WORK TO BE COMPLETED: Extract each line of the material below that contains the string "marsh".

Source data
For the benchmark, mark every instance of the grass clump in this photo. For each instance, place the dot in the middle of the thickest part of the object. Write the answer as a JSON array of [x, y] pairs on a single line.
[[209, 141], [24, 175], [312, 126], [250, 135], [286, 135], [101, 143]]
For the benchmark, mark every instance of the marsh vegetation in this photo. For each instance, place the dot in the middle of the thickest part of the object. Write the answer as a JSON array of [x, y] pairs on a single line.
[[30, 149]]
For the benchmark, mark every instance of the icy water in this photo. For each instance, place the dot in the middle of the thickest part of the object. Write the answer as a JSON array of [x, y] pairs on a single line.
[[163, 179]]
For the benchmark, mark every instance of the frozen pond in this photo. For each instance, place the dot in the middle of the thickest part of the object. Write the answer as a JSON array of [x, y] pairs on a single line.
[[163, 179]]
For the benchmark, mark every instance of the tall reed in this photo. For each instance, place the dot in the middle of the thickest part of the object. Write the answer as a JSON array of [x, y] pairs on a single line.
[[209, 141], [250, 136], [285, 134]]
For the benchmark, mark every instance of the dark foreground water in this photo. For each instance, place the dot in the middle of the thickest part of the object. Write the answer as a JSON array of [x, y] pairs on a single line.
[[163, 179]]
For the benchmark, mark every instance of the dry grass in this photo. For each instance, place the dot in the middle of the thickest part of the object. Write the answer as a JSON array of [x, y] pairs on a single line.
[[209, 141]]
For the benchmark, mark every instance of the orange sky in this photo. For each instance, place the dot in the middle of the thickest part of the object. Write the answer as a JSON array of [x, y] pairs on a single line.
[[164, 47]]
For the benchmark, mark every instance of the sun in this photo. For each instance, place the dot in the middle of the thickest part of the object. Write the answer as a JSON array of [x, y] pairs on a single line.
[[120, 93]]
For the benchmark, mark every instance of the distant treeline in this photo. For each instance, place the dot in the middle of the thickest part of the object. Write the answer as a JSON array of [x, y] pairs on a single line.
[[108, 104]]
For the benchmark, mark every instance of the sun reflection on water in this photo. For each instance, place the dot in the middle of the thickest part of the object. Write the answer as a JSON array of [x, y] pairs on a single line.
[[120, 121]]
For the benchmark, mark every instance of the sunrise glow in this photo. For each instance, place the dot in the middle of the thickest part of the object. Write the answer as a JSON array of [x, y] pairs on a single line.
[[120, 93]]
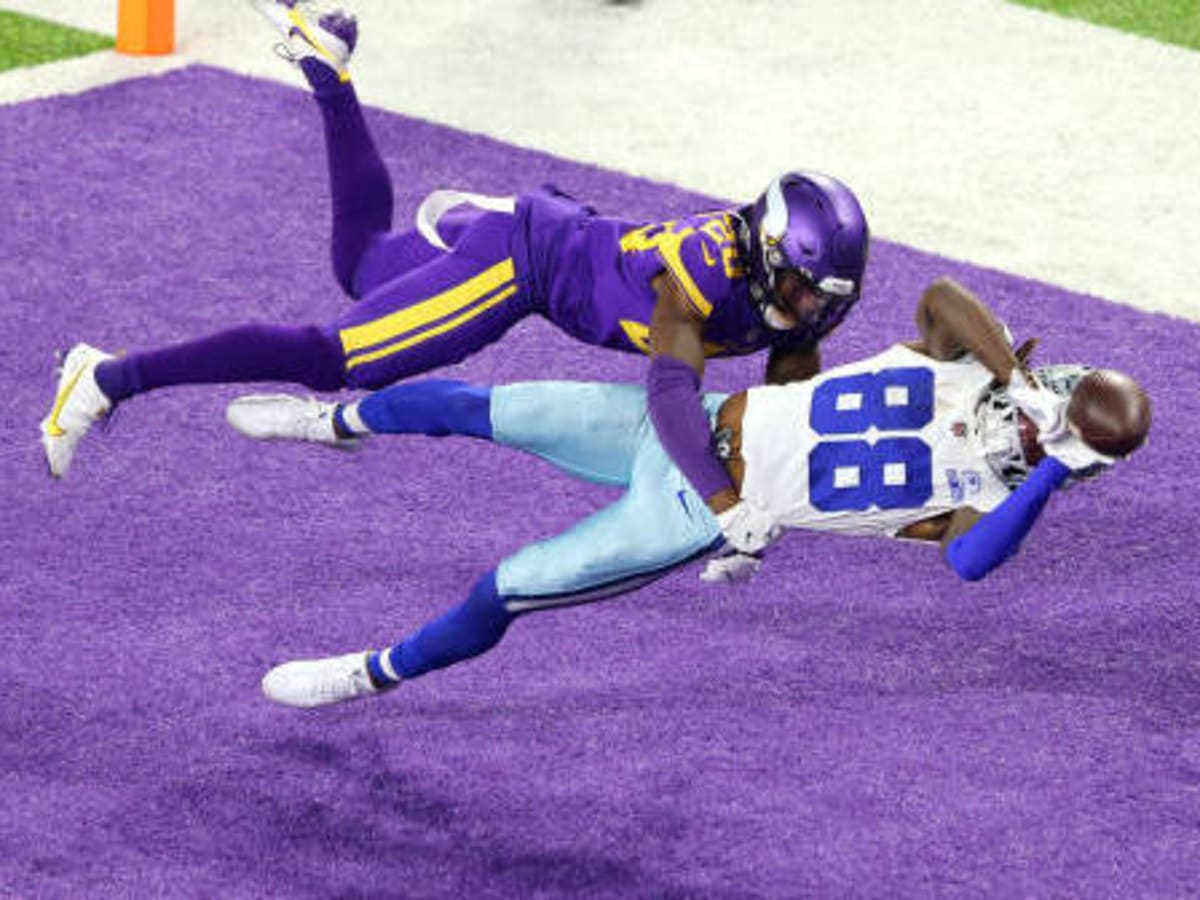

THE SOLUTION:
For the benchmark, mark every instance of the marsh vegetation in this photo. For each instance, place the dot in the middle of the thickest part of the object. Write the answer as a JSON array of [x, y] pairs on a single line.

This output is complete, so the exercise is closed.